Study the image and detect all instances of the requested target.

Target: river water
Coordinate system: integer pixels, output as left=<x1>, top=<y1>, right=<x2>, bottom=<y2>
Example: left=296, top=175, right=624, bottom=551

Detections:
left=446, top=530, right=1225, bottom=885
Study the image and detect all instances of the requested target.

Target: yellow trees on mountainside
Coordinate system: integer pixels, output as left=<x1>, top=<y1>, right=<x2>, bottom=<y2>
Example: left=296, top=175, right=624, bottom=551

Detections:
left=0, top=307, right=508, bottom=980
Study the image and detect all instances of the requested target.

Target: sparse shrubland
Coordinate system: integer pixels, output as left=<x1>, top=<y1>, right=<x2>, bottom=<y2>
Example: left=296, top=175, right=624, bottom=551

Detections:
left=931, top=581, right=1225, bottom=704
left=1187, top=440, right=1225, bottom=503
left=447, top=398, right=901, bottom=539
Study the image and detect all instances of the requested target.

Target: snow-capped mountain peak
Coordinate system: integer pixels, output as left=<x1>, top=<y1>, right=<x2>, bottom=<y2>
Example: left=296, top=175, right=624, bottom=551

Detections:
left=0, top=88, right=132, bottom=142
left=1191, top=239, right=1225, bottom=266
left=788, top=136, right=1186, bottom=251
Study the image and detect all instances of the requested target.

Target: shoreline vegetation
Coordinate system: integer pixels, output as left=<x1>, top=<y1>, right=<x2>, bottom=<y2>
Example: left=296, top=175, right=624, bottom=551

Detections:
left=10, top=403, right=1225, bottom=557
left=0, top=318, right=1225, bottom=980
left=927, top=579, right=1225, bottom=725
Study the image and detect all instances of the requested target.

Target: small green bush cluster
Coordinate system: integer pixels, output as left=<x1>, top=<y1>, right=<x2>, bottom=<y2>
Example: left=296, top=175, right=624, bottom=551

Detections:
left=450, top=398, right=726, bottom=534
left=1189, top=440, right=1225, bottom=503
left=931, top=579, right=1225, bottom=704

——————————

__SET EXERCISE__. Reproduce every one of the records above word for word, leaving nothing out.

__RESULT OF THE TASK__.
Study the image and detect all instances of the requested target.

Target: river water
Coordinate system: integer pixels, output as left=<x1>, top=<y1>, right=<x2>, bottom=<y2>
Example: left=296, top=175, right=624, bottom=551

Detections:
left=446, top=530, right=1225, bottom=885
Study the image and detect all instances of the requested target.

Target: yellow trees on mountainside
Coordinate system: integer pixels, output as left=<x1>, top=<y1>, right=<x2>, bottom=<y2>
Example: left=296, top=175, right=624, bottom=551

Detections:
left=0, top=307, right=508, bottom=980
Study the image and detect all instances of the requested target.

Target: sparse shrubland
Coordinate system: integer pixels, output as left=<x1>, top=<y1>, right=<x2>, bottom=<y2>
Example: left=296, top=175, right=624, bottom=551

Detections:
left=931, top=581, right=1225, bottom=704
left=1187, top=440, right=1225, bottom=503
left=447, top=398, right=901, bottom=539
Study the image and detect all instances of the requested target.

Target: snow-capped mountain peak
Coordinate system: integer pixels, output as left=<x1>, top=<y1>, right=<x2>, bottom=<y2>
Example: left=296, top=175, right=624, bottom=551

Detections:
left=0, top=88, right=132, bottom=142
left=1191, top=239, right=1225, bottom=266
left=788, top=136, right=1186, bottom=251
Study the image and detect all instances of the requested target.

Target: shoreline vegetation
Coordinate system: integer pixels, output as left=<x1>, top=<y1>, right=<x2>, bottom=<y2>
Example: left=296, top=175, right=624, bottom=551

Detections:
left=10, top=403, right=1225, bottom=557
left=0, top=318, right=1225, bottom=980
left=927, top=579, right=1225, bottom=725
Study the image and detect all instances of the requested target.

Target: small green bush cluster
Coordinate system: integer pixels, output as left=<x1>, top=<y1>, right=<x2>, bottom=<y2>
Example: left=296, top=175, right=624, bottom=551

Detections:
left=450, top=398, right=726, bottom=534
left=1189, top=440, right=1225, bottom=503
left=931, top=579, right=1225, bottom=704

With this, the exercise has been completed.